Your goal: Please extract every row below that contains the string "shirt". The match is case-sensitive.

The data:

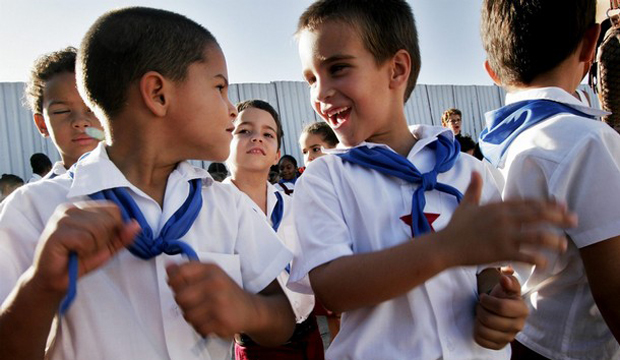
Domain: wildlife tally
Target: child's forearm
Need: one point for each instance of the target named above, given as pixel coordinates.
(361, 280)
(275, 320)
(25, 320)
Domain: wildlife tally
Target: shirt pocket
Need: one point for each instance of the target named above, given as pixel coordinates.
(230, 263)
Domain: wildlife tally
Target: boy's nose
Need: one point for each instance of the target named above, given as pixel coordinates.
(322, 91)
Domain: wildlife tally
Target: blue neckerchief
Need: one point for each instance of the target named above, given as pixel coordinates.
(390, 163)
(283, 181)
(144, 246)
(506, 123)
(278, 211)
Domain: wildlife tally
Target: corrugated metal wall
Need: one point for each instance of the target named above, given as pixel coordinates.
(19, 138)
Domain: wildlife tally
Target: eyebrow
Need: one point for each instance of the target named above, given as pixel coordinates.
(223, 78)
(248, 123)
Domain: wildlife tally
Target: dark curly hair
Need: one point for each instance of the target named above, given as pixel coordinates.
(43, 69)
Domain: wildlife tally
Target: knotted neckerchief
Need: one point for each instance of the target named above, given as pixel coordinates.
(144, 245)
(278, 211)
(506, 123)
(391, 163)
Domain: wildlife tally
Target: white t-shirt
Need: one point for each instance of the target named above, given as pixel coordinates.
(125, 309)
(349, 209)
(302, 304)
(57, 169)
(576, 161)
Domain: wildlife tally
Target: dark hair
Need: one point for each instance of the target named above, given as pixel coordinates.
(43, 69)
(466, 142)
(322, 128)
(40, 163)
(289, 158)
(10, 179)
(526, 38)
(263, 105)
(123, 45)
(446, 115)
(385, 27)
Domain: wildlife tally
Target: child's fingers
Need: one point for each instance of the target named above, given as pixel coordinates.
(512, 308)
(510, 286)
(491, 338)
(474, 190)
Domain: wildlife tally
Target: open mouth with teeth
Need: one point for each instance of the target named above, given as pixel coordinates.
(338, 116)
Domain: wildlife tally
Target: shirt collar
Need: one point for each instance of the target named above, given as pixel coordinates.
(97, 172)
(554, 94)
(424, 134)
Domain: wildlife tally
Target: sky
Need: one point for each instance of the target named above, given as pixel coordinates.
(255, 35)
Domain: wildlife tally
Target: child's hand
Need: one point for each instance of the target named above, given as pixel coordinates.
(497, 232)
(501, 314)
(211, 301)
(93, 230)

--

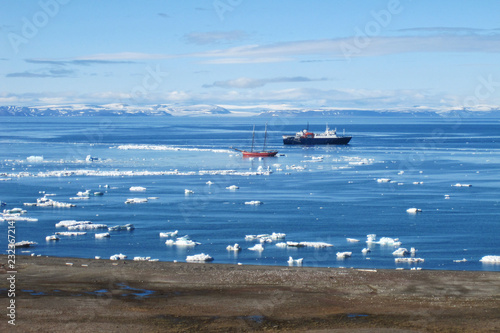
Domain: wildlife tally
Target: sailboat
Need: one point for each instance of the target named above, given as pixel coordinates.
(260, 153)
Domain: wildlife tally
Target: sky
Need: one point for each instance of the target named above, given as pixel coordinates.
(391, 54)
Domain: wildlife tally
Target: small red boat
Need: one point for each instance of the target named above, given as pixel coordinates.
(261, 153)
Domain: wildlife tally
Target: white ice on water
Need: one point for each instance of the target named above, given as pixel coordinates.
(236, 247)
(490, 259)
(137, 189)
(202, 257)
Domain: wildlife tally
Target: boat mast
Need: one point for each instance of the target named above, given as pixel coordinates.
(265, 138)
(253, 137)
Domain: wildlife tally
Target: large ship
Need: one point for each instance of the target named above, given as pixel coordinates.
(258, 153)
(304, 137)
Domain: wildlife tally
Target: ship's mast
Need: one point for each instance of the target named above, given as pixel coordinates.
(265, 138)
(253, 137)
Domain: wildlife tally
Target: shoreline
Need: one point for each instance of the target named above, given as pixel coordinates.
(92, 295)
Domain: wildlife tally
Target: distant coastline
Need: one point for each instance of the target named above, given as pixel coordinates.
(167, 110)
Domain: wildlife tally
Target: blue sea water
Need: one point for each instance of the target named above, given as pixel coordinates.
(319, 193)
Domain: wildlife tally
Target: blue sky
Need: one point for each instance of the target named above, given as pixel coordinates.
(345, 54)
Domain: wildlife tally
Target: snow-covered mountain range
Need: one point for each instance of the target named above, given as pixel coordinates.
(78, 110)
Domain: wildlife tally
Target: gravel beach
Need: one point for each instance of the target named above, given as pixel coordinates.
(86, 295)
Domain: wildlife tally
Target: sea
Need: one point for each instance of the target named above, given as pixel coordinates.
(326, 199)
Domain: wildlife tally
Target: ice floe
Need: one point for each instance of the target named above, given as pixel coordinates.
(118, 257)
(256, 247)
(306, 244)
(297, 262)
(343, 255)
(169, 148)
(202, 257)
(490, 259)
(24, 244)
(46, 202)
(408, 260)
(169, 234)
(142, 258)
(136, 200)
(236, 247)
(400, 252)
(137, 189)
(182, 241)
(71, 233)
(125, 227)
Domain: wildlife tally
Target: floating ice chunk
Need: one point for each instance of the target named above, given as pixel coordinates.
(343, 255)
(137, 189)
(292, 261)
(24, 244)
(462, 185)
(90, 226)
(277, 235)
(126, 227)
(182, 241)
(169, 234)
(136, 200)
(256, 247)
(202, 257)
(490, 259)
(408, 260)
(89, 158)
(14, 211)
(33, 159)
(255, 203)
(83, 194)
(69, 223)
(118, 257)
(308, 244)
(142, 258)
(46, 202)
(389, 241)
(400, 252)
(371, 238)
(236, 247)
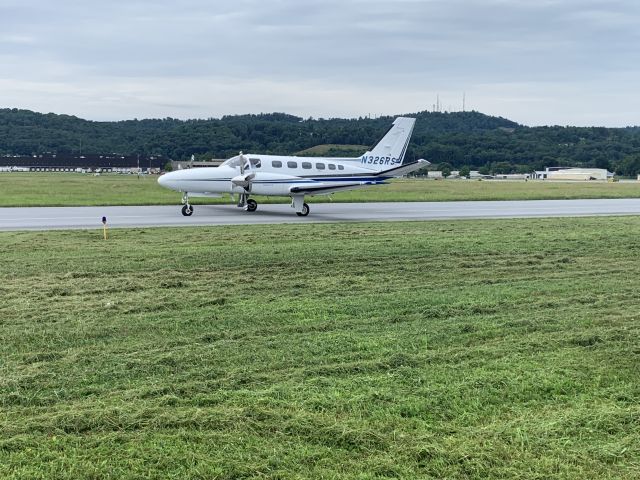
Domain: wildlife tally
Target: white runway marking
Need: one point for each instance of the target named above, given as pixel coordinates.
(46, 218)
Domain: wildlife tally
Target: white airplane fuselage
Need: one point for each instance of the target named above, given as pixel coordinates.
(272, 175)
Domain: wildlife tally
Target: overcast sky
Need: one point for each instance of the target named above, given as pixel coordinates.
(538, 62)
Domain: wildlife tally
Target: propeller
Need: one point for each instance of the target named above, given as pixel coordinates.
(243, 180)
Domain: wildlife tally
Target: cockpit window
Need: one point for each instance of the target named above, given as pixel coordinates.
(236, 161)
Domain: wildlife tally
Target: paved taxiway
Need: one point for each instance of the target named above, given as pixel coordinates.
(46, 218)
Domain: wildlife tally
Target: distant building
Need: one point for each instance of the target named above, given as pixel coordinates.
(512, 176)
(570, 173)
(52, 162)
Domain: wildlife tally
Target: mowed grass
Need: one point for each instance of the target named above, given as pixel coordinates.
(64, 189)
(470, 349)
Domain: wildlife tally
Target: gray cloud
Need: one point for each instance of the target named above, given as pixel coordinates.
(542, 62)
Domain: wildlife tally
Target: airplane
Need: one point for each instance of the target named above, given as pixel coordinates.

Exercise output:
Target: shirt pocket
Target: white t-shirt
Target: shirt collar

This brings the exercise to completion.